# Fragmento del texto
______________________________

La política de prejubilaciones comienza a ser habitual en los procesos de redimensionamiento de las empresas (especialmente de las de mayor tamaño) y su práctica ha llegado hasta épocas recientes. Personas con 55 años y 35 cotizando a la Seguridad Social se convierten en personas “sospechosas” de seguir trabajando, mientras que otras mayores de 60 y 70 años desarrollan labores en los Consejos de Administración de estas grandes empresas. Este cortoplacista enfoque aritmético-contable se vio agravado por las cuantiosas transferencias del sector público, materializadas por amplias prestaciones por desempleo, fáciles condiciones para acceder a la pensión de jubilación y, por si esto fuera poco, favorecedoras ayudas fiscales.
Bajo este esquema de análisis, entendiendo a la población como un recurso del sistema y con un ciclo de vida predefinido y anticipable ¿es posible entender la obsolescencia programada en las personas?, y, en ese caso, ¿es posible entenderla como un mecanismo regulador de excedentes? Quizás la respuesta tenga que ver con el particular modo en que se ha construido el sistema de producción capitalista.
6. EL ESQUEMA DE PRODUCCIÓN CAPITALISTA
Bajo unas determinadas coordenadas demográficas, según hemos visto, y en un esquema acelerado de producción capitalista, la cualificación profesional de la sociedad se convierte en elemento clave en el mantenimiento y desarrollo del proceso socio- económico.
Mucho tiempo después de que Adam Smith comenzara a hablar del principio de la mano invisible, el mercado se ha convertido en el principal asignador de los recursos necesarios para el desarrollo económico. Tras el “libre” juego entre la oferta y la demanda que caracteriza al mercado, gracias a su autorregulación es posible encontrar situaciones de equilibrio donde estas fuerzas converjan en un proceso armónico, algo muy deseable cuando puntualmente pueden generarse excedentes o si se quiere y con otras palabras un exceso de oferta en la producción de bienes y servicios que no es posible digerir por los demandantes del sistema. Estos principios y sus posteriores desarrollos economicistas nos han llevado a entender la ciencia económica como un conjunto de disciplinas, más o menos articuladas, donde poco espacio queda a la improvisación y a la arbitrariedad, es decir, la racionalidad del productor y del consumidor –sin olvidar la inteligencia autorregulatoria del propio mercado y, por qué no decirlo, del sistema– revelan una casi perfecta sincronía que evitarían posibles desequilibrios y, en caso de darse, serían transitorios y cortoplacistas.
El obligado y tantas veces repetido, además de estudiado en las facultades y escuelas de negocio, modelo de competencia perfecta se inspira en la existencia de un gran número de compradores y vendedores, productos homogéneos o similares, información transparente, empresas y consumidores sin capacidad para influir sobre el precio (es fijado por el mercado) y, por último, inexistencia de barreras de entrada o salida a las empresas. Es evidente que estos principios, sin ser inciertos, no pueden certificarse que se cumplan en la realidad. Siempre pueden existir elementos que contradigan lo expuesto y, por tanto, la teórica racionalidad del sistema económico, del empresario y el consumidor están comprometiendo sus decisiones de antemano.

______________________________

# Tareas del ejercicio
- a) Según el fragmento sobre las prejubilaciones y el esquema de producción capitalista, ¿en qué se ha convertido el mercado mucho tiempo después de que Adam Smith comenzara a hablar de la mano invisible?
- b) Repite del fragmento, sin cambio alguno, el tramo que va desde "6. EL ESQUEMA" hasta "proceso socio- económico.".

# Material de datos

______________________________

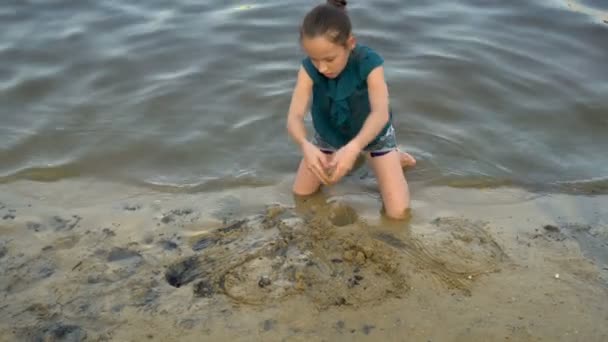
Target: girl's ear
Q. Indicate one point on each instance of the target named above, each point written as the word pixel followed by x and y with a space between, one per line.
pixel 351 42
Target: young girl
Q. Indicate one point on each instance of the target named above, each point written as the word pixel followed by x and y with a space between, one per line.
pixel 350 110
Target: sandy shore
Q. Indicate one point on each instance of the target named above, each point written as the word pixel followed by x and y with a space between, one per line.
pixel 84 260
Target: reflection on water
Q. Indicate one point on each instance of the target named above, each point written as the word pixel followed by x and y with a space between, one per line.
pixel 189 96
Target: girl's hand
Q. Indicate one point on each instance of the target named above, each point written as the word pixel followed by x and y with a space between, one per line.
pixel 343 161
pixel 316 161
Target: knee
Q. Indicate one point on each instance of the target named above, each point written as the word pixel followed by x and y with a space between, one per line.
pixel 397 212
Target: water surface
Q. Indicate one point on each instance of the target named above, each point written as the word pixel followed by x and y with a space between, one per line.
pixel 192 95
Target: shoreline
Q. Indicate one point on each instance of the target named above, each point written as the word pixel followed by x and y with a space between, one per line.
pixel 98 260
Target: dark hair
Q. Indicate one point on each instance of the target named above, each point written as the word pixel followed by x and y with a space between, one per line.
pixel 329 20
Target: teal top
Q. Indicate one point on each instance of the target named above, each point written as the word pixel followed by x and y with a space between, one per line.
pixel 341 105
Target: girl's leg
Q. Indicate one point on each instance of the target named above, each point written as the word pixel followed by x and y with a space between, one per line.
pixel 391 181
pixel 406 160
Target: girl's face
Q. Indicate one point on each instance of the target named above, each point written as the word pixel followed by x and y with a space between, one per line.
pixel 328 57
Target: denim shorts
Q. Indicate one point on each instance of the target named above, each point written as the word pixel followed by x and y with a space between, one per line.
pixel 384 145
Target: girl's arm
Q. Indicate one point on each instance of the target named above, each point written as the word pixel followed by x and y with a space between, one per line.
pixel 377 119
pixel 379 116
pixel 297 109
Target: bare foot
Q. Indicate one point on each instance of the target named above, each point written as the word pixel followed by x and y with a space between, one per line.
pixel 407 160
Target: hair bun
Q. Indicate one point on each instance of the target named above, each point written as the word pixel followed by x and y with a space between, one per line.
pixel 337 3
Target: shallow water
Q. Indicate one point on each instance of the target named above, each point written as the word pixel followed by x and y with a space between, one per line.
pixel 192 96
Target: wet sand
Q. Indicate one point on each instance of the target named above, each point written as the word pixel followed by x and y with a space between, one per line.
pixel 85 260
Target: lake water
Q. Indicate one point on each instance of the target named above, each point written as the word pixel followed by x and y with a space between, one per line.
pixel 145 171
pixel 192 96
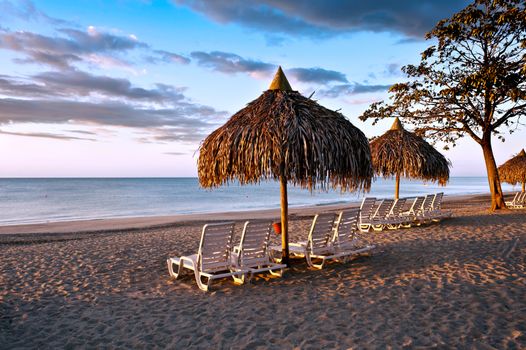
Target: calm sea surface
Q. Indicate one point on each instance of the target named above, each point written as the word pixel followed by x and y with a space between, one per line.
pixel 59 199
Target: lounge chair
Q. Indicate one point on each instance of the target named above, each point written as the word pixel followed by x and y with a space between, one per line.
pixel 345 241
pixel 518 202
pixel 515 200
pixel 394 219
pixel 252 252
pixel 415 215
pixel 437 211
pixel 380 219
pixel 212 260
pixel 318 244
pixel 367 210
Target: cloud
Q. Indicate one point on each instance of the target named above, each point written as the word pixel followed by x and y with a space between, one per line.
pixel 81 84
pixel 167 57
pixel 73 46
pixel 46 135
pixel 226 62
pixel 352 89
pixel 317 75
pixel 230 63
pixel 86 84
pixel 26 10
pixel 318 19
pixel 182 122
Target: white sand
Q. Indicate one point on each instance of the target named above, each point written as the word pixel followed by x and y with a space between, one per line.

______________________________

# Respuestas por tarea
- a) En el principal asignador de los recursos necesarios para el desarrollo económico.

- b)
6. EL ESQUEMA DE PRODUCCIÓN CAPITALISTA
Bajo unas determinadas coordenadas demográficas, según hemos visto, y en un esquema acelerado de producción capitalista, la cualificación profesional de la sociedad se convierte en elemento clave en el mantenimiento y desarrollo del proceso socio- económico.